== EXTRACT ==

The fall of the Soviet Union handed the U.S. a unique opportunity, as the surviving superpower, to lead the world toward a period of greater cooperation and conflict resolution through the use of diplomacy, global organization, and international law. This great opportunity is being squandered, as the world becomes a more dangerous place. Military force is now looming larger than ever as the main instrument and organizing principle of U.S. foreign policy. In our new national security doctrine, in the shape of our federal budget, and in the missions of the agencies the budget funds, our government is being reshaped to weaken controls on its use of force and further incline our country toward war.

The U.S. decision to use force against Iraq was both rash and senseless, ignoring the fundamental premise that force should be the last, not the first, option. There was no near-term threat to the U.S. or to U.S. interests, let alone a clear and present danger. Yet Washington repeatedly passed up opportunities to use diplomacy or to build a coalition. Rather, it approached the problem assuming that, as the world's dominant military power, it had no need to gain the cooperation of the international community already organized to meet such challenges.

Since the 2000 election, and particularly in the wake of the Afghan War and the buildup to the invasion of Iraq, diplomacy has been shamefully abused. Rather than using international law to deal with suspected terrorists captured during the Afghan War, the U.S. opted for its own military tribunals and the suspension of accepted judicial procedures. It ignored such institutions as the United Nations International Court of Justice, which could have provided legal procedures based on international law. And it rejected established judicial civil procedures that guarantee the rights of the accused, including the representation by an attorney, a speedy trial, and access to evidence and witnesses for defense. In conducting a campaign of deceit to justify the invasion of Iraq, the Bush administration created the greatest intelligence scandal in U.S. history.

===
== EXCERPTED DATA ==

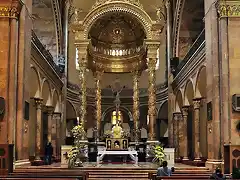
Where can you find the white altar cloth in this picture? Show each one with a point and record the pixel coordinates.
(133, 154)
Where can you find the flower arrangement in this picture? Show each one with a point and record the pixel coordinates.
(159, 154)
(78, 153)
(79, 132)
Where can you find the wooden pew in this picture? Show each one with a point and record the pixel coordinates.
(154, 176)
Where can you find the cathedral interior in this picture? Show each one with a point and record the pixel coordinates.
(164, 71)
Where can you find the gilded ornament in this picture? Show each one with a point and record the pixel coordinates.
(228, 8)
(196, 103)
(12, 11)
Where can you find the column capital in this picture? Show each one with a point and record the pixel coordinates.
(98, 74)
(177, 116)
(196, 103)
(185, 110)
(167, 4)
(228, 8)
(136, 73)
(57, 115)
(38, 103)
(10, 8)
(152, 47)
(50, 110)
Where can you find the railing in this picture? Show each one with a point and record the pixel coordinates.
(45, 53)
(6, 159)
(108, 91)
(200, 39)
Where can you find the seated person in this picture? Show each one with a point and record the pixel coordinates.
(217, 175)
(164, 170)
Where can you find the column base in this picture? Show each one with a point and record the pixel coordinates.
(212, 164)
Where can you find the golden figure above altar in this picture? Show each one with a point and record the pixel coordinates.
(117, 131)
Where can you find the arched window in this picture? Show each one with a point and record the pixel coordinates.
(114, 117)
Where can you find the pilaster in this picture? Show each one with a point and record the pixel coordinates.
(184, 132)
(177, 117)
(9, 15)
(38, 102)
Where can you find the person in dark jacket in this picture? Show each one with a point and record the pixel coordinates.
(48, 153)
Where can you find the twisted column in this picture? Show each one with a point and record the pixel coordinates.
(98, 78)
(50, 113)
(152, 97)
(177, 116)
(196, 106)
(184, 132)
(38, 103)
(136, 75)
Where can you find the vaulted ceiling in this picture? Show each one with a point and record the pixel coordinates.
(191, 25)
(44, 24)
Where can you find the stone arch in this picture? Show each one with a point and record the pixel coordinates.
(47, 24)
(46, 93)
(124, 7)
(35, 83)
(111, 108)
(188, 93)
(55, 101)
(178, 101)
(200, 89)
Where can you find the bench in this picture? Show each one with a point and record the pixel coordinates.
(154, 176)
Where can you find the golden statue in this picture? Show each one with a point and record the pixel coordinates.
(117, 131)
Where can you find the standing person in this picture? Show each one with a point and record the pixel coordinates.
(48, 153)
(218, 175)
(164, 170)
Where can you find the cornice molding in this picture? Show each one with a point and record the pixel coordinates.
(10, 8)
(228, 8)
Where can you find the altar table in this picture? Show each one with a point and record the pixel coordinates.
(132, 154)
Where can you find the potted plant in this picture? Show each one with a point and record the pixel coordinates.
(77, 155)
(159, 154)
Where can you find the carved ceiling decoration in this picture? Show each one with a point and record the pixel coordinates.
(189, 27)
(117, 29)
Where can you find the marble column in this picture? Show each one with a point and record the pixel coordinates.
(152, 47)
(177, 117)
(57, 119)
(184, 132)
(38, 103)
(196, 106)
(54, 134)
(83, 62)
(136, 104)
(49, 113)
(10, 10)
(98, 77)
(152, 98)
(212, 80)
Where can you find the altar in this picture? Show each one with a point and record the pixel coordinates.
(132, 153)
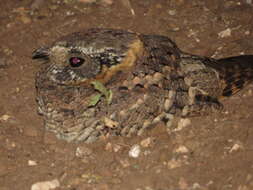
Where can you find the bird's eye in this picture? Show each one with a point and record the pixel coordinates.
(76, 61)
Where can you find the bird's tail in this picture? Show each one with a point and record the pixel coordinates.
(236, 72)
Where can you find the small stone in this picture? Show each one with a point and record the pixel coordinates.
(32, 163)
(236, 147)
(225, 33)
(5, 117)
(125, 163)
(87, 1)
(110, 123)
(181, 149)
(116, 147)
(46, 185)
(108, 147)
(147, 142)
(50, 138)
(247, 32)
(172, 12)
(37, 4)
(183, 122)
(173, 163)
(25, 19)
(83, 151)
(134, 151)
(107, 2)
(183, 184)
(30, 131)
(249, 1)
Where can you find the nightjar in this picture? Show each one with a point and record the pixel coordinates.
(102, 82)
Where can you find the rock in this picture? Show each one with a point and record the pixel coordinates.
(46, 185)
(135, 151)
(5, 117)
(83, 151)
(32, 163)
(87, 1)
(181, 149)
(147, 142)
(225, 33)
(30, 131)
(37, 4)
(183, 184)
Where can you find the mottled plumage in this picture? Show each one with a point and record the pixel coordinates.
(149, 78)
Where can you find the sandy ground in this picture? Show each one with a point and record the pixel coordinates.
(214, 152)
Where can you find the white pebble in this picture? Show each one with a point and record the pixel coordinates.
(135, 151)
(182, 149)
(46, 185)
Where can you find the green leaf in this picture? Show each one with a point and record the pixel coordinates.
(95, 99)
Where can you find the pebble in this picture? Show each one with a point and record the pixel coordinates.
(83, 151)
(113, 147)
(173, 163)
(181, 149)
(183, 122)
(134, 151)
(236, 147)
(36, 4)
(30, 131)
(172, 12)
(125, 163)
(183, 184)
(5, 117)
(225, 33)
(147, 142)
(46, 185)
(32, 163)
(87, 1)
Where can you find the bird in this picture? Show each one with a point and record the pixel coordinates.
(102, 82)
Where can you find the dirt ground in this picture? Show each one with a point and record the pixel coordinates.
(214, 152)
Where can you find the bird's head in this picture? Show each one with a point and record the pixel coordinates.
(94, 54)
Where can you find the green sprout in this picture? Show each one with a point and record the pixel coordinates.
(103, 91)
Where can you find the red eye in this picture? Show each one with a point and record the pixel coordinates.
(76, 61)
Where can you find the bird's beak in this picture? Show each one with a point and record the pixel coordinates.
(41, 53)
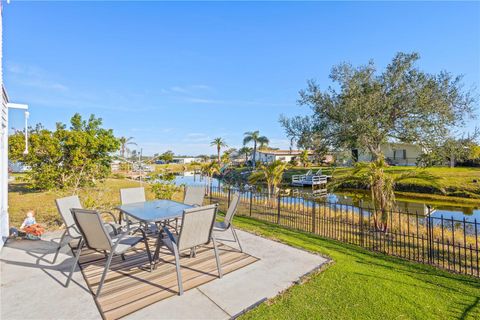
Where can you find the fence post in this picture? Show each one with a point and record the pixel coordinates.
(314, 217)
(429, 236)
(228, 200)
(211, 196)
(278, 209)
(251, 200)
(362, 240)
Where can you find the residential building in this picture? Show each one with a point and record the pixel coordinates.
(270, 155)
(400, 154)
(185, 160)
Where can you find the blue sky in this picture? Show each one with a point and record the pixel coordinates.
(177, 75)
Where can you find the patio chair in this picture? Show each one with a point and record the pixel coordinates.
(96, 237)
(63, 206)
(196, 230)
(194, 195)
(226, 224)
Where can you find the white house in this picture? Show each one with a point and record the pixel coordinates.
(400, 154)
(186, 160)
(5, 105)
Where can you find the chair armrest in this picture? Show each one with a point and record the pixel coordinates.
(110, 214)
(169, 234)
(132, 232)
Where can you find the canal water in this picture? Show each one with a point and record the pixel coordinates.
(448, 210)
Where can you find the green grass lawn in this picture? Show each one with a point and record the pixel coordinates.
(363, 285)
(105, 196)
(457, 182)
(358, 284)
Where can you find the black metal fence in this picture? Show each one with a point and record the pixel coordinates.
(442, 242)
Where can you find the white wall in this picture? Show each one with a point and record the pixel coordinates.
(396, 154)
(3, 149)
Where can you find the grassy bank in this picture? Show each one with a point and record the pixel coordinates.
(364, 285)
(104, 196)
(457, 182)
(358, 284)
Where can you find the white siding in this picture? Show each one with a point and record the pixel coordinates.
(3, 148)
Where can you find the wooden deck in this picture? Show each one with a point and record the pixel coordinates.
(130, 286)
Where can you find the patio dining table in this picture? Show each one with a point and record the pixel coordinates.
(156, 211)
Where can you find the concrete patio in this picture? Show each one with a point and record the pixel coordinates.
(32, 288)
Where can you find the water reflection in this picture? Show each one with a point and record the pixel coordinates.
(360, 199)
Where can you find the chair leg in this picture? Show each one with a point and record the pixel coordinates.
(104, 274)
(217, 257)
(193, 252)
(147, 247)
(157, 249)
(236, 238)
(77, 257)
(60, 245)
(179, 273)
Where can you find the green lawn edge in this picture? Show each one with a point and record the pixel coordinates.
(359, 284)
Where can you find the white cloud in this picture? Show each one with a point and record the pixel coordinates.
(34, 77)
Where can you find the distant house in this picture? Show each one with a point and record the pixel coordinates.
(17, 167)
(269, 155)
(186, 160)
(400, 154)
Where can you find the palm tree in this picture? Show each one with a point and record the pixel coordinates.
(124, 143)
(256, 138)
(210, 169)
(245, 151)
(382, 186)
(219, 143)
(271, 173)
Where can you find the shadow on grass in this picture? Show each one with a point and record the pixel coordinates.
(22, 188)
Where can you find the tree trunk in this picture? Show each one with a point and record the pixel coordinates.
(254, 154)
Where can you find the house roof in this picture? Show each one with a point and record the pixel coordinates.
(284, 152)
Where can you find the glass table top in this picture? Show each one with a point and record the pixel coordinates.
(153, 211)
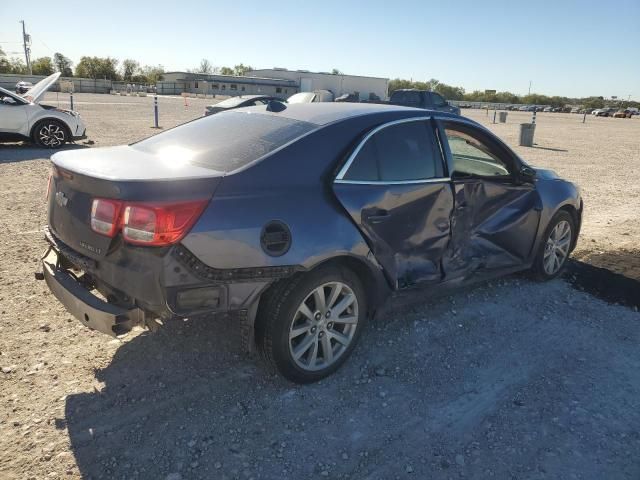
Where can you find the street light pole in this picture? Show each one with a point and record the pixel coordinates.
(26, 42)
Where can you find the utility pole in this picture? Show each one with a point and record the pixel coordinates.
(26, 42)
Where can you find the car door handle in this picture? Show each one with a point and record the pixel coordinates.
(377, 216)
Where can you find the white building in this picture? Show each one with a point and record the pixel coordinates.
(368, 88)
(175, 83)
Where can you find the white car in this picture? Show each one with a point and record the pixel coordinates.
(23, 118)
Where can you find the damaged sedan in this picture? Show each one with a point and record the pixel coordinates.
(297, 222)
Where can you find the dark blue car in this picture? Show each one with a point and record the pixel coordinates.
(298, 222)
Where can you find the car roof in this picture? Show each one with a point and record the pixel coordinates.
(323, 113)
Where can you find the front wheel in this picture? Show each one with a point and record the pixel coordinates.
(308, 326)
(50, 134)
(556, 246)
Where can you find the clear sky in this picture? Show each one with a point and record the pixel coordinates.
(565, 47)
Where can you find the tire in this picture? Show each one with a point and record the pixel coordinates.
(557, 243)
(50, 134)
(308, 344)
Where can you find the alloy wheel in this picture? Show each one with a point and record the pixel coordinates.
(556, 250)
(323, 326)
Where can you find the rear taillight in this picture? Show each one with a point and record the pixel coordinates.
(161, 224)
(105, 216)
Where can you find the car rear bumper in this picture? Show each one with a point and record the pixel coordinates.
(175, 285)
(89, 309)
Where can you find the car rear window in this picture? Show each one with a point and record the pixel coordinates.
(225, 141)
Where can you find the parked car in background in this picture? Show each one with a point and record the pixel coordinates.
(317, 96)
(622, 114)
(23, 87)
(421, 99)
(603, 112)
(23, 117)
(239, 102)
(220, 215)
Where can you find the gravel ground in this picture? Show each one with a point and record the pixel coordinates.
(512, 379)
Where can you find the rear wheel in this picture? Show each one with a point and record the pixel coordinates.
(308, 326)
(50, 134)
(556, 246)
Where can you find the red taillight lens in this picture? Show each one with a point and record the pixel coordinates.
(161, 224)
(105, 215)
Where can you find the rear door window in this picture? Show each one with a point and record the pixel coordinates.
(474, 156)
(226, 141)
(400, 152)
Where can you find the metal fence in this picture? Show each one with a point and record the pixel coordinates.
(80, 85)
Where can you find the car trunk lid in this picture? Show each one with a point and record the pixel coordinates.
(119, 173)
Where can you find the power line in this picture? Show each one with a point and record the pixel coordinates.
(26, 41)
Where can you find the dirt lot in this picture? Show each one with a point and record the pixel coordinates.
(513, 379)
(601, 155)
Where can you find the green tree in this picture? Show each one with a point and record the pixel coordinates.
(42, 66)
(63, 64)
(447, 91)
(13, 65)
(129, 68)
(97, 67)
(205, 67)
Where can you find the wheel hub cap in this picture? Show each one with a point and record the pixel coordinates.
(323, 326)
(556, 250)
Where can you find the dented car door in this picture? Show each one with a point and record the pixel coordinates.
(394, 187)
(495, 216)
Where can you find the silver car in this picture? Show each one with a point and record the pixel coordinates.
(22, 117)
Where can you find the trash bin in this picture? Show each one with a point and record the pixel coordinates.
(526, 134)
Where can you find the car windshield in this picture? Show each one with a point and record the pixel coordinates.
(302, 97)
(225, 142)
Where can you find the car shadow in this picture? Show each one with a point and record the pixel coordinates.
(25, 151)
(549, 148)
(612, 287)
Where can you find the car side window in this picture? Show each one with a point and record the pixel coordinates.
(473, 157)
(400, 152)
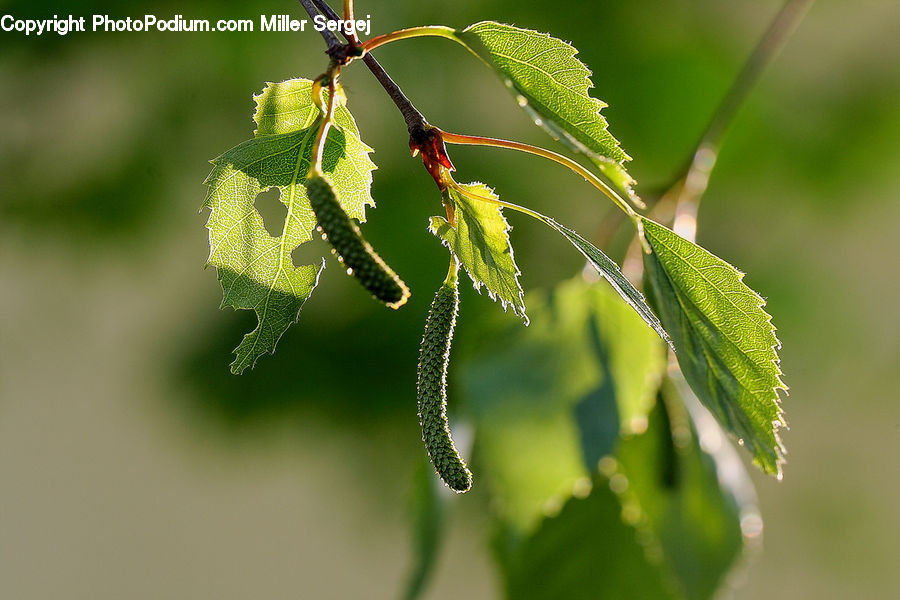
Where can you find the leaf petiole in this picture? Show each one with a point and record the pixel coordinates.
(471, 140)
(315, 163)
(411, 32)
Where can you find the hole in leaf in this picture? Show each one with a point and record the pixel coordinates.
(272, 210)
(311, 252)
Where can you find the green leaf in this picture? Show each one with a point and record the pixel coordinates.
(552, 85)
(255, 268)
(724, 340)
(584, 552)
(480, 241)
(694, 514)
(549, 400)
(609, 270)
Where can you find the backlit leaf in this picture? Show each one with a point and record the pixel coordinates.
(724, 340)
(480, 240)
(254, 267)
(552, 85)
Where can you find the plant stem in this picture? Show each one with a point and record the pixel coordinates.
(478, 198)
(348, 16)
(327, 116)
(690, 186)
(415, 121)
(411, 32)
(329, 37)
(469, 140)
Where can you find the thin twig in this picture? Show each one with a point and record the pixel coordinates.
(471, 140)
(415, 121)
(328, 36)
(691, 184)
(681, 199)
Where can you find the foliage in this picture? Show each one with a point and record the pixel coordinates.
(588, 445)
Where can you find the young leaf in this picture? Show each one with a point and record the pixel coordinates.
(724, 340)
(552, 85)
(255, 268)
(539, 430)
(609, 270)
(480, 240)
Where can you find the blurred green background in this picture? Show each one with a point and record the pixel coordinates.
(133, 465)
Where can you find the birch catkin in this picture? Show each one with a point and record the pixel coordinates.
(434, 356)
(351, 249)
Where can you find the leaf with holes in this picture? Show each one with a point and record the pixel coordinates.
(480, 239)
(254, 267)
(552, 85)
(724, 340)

===

- **WHAT YOU HAVE TO DO**
Reproduce the text on U.S. foreign policy and the use of force word for word, from start to finish. Nothing in the rows matters here.

- **FINISHED ANSWER**
The fall of the Soviet Union handed the U.S. a unique opportunity, as the surviving superpower, to lead the world toward a period of greater cooperation and conflict resolution through the use of diplomacy, global organization, and international law. This great opportunity is being squandered, as the world becomes a more dangerous place. Military force is now looming larger than ever as the main instrument and organizing principle of U.S. foreign policy. In our new national security doctrine, in the shape of our federal budget, and in the missions of the agencies the budget funds, our government is being reshaped to weaken controls on its use of force and further incline our country toward war.

The U.S. decision to use force against Iraq was both rash and senseless, ignoring the fundamental premise that force should be the last, not the first, option. There was no near-term threat to the U.S. or to U.S. interests, let alone a clear and present danger. Yet Washington repeatedly passed up opportunities to use diplomacy or to build a coalition. Rather, it approached the problem assuming that, as the world's dominant military power, it had no need to gain the cooperation of the international community already organized to meet such challenges.

Since the 2000 election, and particularly in the wake of the Afghan War and the buildup to the invasion of Iraq, diplomacy has been shamefully abused. Rather than using international law to deal with suspected terrorists captured during the Afghan War, the U.S. opted for its own military tribunals and the suspension of accepted judicial procedures. It ignored such institutions as the United Nations International Court of Justice, which could have provided legal procedures based on international law. And it rejected established judicial civil procedures that guarantee the rights of the accused, including the representation by an attorney, a speedy trial, and access to evidence and witnesses for defense. In conducting a campaign of deceit to justify the invasion of Iraq, the Bush administration created the greatest intelligence scandal in U.S. history.